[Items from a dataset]
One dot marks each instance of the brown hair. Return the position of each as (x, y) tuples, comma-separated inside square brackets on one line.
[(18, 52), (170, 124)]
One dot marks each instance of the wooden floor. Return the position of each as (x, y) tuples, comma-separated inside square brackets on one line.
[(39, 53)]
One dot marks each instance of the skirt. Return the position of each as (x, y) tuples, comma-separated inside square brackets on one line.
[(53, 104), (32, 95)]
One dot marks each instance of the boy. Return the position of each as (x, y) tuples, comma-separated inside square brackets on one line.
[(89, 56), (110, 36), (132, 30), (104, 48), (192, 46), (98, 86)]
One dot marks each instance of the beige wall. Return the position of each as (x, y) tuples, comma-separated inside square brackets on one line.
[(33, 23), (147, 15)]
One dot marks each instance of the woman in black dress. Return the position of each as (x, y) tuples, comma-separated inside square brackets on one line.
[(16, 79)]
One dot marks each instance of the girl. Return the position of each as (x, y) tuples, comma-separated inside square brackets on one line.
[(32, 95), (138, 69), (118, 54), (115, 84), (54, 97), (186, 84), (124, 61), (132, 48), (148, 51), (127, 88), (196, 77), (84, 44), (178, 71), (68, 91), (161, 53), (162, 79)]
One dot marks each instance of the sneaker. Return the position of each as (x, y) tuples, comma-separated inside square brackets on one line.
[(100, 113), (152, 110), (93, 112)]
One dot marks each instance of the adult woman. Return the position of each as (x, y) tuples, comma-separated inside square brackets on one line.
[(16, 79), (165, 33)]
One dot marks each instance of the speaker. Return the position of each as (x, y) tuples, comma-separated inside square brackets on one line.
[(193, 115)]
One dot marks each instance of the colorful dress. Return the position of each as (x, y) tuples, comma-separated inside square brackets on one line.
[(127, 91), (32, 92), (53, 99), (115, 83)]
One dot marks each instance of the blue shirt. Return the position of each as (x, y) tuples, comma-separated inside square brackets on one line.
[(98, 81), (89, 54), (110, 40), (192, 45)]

*Problem statement:* Each entry above should be output again, precisely as given.

*Solution to this exercise:*
One dot marks each instance of the brown hair. Return the position of each as (x, y) tuples, comma-separated inside square brackets on one line.
[(18, 52), (170, 124)]
One dot marks each instance of the wooden floor. Return the position of each as (x, y) tuples, comma-separated inside square brackets on one line.
[(39, 53)]
One dot marks each instance of the skirt. Return the position of each as (x, y) tuples, comma-separated inside square brackets on one line.
[(53, 104), (32, 95)]
One dot marks each instance of the boy. Return the position of each as (x, y) tuples, comma-separated inside square brackets on one line.
[(89, 56), (110, 36), (132, 30), (104, 48), (192, 46), (98, 86)]
One dot marks each instance of the beige wall. Return the position of each as (x, y) tuples, comma-separated inside square brackets on one line.
[(33, 23), (147, 15)]
One dot marks each instance of the woman in black dress. Return the position of each as (x, y) tuples, comma-separated inside square brackets on one line.
[(16, 79)]
One dot marks each instance of the girl. Return the position of each as (x, y) tuples, comma-separated inside square brackets on one line.
[(32, 95), (138, 69), (118, 54), (115, 84), (54, 97), (186, 84), (124, 61), (132, 48), (148, 51), (127, 88), (196, 77), (84, 44), (178, 71), (68, 91), (161, 53), (162, 79)]
One dot marks each instance of the sneaker. Return the position of each as (x, y) tuples, comma-separated inside square brackets on one line.
[(100, 113), (152, 110), (93, 112)]
One dot marks each instance of the adult woman. Return the position of each as (x, y) tuples, comma-separated inside square brackets on one line.
[(16, 79), (165, 33)]
One dot marks each instance of the speaker. Return the position of each as (x, y) tuples, comma-separated inside square brackets on one line.
[(193, 115)]
One dot marks each instance of the colorful dress. Return the position of each as (x, y) tuples, comma-separated inside square brackets on one line.
[(127, 91), (32, 92), (53, 99), (115, 83)]
One dot marks each instance of the blue shirt. Return the position of each as (x, y) tuples, comma-separated inside square brackets on one line.
[(98, 81), (89, 54), (110, 40), (192, 45)]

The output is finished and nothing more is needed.